■ **Work to complete**:
Quote the records below word for word, please, from the very first line through the one that contains "Target: white goal net", and nothing beyond it.

■ **Data provided**:

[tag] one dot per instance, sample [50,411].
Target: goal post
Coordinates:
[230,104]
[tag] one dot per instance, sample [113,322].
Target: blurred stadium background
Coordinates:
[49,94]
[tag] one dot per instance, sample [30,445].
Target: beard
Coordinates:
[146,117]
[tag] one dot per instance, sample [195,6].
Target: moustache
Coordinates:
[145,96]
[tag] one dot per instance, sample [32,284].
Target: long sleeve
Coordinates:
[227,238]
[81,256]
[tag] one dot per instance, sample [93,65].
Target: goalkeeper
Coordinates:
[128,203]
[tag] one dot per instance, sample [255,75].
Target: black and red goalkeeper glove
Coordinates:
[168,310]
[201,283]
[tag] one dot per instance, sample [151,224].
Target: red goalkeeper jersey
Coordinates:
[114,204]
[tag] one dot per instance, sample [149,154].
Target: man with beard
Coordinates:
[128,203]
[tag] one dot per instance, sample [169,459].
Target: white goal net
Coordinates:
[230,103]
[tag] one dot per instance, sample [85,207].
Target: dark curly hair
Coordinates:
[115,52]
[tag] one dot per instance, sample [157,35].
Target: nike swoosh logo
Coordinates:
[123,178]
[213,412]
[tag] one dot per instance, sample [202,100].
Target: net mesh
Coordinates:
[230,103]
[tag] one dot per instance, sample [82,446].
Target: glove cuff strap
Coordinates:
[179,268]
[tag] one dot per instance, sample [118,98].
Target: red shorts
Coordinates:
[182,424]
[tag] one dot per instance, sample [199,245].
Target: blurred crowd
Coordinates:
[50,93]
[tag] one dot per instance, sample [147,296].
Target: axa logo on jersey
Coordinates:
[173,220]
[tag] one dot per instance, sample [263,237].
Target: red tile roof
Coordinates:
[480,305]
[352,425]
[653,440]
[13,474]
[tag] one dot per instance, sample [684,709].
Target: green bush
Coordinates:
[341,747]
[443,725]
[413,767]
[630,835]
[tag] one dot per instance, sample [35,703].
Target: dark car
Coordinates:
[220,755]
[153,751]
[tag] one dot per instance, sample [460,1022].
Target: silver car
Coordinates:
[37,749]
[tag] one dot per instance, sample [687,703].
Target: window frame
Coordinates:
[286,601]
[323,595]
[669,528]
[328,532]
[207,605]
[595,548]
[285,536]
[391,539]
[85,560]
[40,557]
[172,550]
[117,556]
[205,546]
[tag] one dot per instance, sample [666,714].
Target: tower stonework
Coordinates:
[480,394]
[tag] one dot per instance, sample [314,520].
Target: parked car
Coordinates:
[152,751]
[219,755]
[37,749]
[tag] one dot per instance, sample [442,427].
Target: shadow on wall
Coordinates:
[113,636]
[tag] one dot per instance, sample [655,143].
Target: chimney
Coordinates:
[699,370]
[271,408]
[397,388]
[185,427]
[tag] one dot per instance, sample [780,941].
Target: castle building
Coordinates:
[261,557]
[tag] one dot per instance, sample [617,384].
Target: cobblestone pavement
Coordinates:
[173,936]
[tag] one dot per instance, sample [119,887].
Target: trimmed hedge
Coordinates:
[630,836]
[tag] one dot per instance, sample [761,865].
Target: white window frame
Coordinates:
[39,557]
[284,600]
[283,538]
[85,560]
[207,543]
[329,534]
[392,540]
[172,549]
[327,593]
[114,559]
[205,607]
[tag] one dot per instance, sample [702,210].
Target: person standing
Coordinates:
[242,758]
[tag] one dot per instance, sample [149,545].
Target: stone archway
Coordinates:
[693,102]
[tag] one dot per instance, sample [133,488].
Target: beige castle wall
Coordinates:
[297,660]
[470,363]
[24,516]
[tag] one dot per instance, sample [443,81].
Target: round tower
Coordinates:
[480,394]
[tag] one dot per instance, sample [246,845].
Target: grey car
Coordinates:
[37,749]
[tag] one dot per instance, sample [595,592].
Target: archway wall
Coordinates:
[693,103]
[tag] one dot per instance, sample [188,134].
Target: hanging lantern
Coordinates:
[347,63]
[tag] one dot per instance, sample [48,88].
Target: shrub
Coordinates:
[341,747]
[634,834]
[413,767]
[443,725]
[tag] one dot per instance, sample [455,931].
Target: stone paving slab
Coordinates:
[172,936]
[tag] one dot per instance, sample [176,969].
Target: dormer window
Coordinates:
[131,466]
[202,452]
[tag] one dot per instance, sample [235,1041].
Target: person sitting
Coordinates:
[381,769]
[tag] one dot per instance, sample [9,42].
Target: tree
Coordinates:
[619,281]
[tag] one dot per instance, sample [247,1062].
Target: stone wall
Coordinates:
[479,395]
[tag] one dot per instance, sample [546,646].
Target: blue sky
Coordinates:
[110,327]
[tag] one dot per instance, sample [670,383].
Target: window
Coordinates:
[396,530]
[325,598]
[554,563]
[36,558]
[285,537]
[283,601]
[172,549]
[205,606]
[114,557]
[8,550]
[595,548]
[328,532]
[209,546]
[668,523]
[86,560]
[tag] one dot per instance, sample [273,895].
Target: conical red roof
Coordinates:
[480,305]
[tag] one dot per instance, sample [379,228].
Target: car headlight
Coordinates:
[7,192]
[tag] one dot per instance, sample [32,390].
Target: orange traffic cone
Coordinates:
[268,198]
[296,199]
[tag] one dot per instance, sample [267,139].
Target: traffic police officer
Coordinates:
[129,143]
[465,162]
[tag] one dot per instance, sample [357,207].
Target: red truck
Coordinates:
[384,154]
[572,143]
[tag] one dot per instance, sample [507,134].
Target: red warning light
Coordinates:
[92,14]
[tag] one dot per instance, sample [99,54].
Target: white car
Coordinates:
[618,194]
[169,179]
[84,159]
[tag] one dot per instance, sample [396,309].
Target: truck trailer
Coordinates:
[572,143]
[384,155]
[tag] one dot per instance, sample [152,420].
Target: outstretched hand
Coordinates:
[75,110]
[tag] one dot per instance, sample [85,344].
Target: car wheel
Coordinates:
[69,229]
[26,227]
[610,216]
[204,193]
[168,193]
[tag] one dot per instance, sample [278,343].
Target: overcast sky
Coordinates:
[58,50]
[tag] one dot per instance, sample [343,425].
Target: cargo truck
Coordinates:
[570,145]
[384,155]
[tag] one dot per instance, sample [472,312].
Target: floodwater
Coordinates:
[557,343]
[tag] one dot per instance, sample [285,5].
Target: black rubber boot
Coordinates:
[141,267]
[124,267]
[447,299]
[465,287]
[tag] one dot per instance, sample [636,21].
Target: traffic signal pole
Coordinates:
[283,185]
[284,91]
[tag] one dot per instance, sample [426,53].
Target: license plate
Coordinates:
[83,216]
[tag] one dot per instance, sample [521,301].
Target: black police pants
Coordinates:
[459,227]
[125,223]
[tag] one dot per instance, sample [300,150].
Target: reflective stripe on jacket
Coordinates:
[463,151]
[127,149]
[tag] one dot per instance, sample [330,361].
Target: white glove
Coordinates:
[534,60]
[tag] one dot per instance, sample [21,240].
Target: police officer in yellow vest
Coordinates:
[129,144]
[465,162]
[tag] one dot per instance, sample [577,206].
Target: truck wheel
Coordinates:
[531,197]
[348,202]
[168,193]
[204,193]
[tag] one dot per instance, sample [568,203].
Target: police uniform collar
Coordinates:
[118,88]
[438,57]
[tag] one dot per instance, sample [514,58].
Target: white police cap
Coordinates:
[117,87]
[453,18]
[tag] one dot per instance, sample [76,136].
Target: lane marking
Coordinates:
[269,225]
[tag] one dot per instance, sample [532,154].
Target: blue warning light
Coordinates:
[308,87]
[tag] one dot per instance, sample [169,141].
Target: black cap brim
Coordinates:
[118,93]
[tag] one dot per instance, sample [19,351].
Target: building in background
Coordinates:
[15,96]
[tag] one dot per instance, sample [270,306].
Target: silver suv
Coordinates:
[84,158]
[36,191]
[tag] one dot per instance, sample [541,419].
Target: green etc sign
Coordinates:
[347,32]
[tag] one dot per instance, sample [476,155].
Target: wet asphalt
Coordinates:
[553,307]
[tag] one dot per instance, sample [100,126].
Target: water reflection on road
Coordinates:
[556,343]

■ **Answer to this problem**:
[tag] one dot per instance, sample [50,411].
Target: goal post
Coordinates:
[230,104]
[tag] one dot per instance, sample [113,322].
Target: blurred stadium background
Coordinates:
[49,94]
[tag] one dot per instance, sample [30,445].
Target: beard
Coordinates:
[146,117]
[tag] one dot per instance, sample [195,6].
Target: moustache
Coordinates:
[145,96]
[tag] one dot per instance, sample [32,284].
Target: long sleeve
Coordinates:
[227,238]
[81,256]
[tag] one dot per instance, sample [93,65].
Target: goalkeeper
Coordinates:
[128,203]
[tag] one dot per instance, sample [255,75].
Target: black and red goalkeeper glove
Coordinates:
[168,310]
[201,283]
[tag] one dot per instance, sample [151,224].
Target: red goalkeeper jersey
Coordinates:
[114,204]
[tag] one dot per instance, sample [149,154].
Target: man with beard
Coordinates:
[128,203]
[tag] one dot per instance, sample [169,459].
Target: white goal net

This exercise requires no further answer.